[Natural language region descriptions]
::::::::
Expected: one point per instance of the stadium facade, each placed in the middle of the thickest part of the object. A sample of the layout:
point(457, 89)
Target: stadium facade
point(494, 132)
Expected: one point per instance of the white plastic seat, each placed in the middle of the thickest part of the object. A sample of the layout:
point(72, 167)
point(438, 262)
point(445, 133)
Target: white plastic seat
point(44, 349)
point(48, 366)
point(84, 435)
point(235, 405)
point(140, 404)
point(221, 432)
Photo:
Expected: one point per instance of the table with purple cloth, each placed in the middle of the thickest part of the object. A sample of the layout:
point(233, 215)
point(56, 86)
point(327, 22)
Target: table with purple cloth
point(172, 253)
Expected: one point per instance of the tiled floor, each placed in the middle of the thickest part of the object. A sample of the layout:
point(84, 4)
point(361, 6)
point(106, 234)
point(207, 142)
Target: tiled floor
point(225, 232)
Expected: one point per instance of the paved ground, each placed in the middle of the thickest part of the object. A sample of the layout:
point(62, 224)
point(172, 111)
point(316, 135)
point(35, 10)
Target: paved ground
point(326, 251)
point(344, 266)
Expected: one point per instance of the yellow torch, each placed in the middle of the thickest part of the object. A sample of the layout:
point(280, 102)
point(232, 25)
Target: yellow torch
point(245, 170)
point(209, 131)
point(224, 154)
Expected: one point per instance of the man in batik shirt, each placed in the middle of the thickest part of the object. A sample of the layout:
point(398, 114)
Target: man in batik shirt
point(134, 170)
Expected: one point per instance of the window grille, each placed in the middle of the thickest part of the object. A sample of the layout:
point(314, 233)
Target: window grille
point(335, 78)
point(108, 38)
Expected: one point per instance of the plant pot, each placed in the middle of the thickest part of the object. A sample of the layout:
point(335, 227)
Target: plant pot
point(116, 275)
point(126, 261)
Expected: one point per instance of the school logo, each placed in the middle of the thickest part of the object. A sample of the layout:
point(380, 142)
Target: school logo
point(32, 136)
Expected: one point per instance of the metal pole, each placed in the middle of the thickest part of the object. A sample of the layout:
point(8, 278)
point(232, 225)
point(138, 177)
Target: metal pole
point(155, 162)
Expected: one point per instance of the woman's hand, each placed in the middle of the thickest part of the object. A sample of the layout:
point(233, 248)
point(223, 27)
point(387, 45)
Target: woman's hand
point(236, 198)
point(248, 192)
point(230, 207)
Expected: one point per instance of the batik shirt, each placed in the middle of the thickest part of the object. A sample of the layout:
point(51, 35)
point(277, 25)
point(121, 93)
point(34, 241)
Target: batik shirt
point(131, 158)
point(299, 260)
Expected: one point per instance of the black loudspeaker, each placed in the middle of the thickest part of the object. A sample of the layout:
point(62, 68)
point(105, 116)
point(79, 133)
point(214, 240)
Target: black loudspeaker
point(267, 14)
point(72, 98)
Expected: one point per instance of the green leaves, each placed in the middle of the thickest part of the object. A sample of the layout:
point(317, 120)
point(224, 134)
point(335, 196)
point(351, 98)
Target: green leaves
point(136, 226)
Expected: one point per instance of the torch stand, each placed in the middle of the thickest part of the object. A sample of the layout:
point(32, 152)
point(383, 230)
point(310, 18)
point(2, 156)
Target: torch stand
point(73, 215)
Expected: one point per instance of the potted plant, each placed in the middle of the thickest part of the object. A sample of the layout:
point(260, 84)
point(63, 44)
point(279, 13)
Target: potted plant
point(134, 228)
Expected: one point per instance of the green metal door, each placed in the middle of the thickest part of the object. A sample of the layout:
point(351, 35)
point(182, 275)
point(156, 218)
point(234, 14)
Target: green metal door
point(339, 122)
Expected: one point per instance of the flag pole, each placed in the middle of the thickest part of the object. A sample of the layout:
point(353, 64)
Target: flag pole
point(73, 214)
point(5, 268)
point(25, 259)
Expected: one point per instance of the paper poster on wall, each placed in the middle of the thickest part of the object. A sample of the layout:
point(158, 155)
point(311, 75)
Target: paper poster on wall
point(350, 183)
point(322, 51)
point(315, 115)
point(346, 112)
::::::::
What is being asked
Print the data in full. Match it exactly.

Task response
Expected: one point per instance of the stadium facade, each placed in the middle of the thickest part of the object. A sample of the layout:
point(457, 89)
Target: stadium facade
point(494, 132)
Expected: one point per instance of the white plastic seat, each placed in the middle of the thickest part of the object. A sample of the layout:
point(72, 167)
point(438, 262)
point(445, 133)
Target: white plastic seat
point(44, 349)
point(48, 366)
point(84, 435)
point(235, 405)
point(140, 404)
point(221, 432)
Photo:
Expected: one point per instance of the table with purple cloth, each placed in the middle of the thickest part of the object. A sample of the layout:
point(233, 215)
point(56, 86)
point(327, 22)
Target: table with purple cloth
point(172, 253)
Expected: one point per instance of the tiled floor, each placed in the middle of the thickest part of the object. A sample of the layout:
point(84, 4)
point(361, 6)
point(106, 234)
point(207, 142)
Target: tiled floor
point(225, 232)
Expected: one point per instance of the paved ground, each placed in the middle of the thickest part of the object. A sample of the layout:
point(62, 224)
point(172, 111)
point(316, 135)
point(35, 10)
Target: paved ground
point(326, 251)
point(344, 266)
Expected: one point per instance of the yellow torch, each placed in the middle of the thickest part of the object. A sample of the layout:
point(280, 102)
point(232, 25)
Target: yellow torch
point(245, 170)
point(209, 131)
point(224, 154)
Expected: one point per instance of the man in batik shirt, each placed in the middle of the thickest part of the object. A sample of the layout:
point(398, 114)
Target: man in batik shirt
point(134, 170)
Expected: one point per instance of the window grille, each placed in the middle of the thickest part of the object. A sample of the layout:
point(314, 233)
Target: window grille
point(335, 78)
point(108, 38)
Expected: one point per instance of the plant pot, each placed in the middle of the thickest part of the object. A sample of the layout:
point(335, 227)
Target: plant pot
point(116, 275)
point(126, 261)
Expected: one point per instance of the school logo, each placed in the middle of the thickest part of the object. A sample of the layout:
point(380, 142)
Target: school logo
point(32, 136)
Expected: one point per instance of the metal pole, each placed in the middle of the thickest part of the object. A sample of the layout:
point(8, 278)
point(232, 225)
point(138, 177)
Target: metal pole
point(155, 162)
Expected: one point per instance of the woman's hand, each placed in the middle of the thickest part of the object. A sample of the layout:
point(233, 248)
point(223, 27)
point(387, 45)
Target: woman's hand
point(236, 198)
point(248, 192)
point(230, 207)
Expected: one point per instance of the batik shirt, each placed in the middle of the thickest part of the object. A sample of the layout:
point(51, 35)
point(277, 25)
point(121, 93)
point(34, 241)
Target: batik shirt
point(131, 158)
point(299, 260)
Expected: one point per instance of the black loudspeaker, each placed in the middle of the thickest part of the object. A sample of the layout:
point(62, 68)
point(105, 116)
point(79, 133)
point(214, 240)
Target: black loudspeaker
point(267, 14)
point(72, 98)
Expected: one point per instance of the green leaves, each placed in the middle of the thickest part of the object. A sample of the layout:
point(317, 120)
point(224, 134)
point(335, 196)
point(351, 98)
Target: green leaves
point(136, 226)
Expected: one point per instance of the torch stand, each placed in the middle of the thickest part of the object. A sample of the layout:
point(32, 152)
point(383, 230)
point(310, 18)
point(2, 156)
Target: torch stand
point(73, 215)
Expected: one point per instance of the potted plant, each placed in the middle of the thickest part of the object. A sample of the layout:
point(260, 84)
point(63, 44)
point(279, 13)
Target: potted plant
point(134, 228)
Expected: one point per instance of the green metal door, each placed in the middle of the thickest part of the object. A sample of the layout:
point(351, 35)
point(182, 275)
point(156, 218)
point(234, 14)
Target: green metal door
point(339, 122)
Expected: one point per instance of the flag pole, each placed in the middle of the thickest part of the object. A sample of the layout:
point(353, 64)
Target: flag pole
point(73, 214)
point(5, 268)
point(25, 259)
Expected: one point per instance of the paper poster on wall, each placed in the middle of the thickest part of the object. A sample of the layout:
point(158, 155)
point(311, 75)
Target: paper poster on wall
point(350, 183)
point(322, 51)
point(315, 115)
point(346, 112)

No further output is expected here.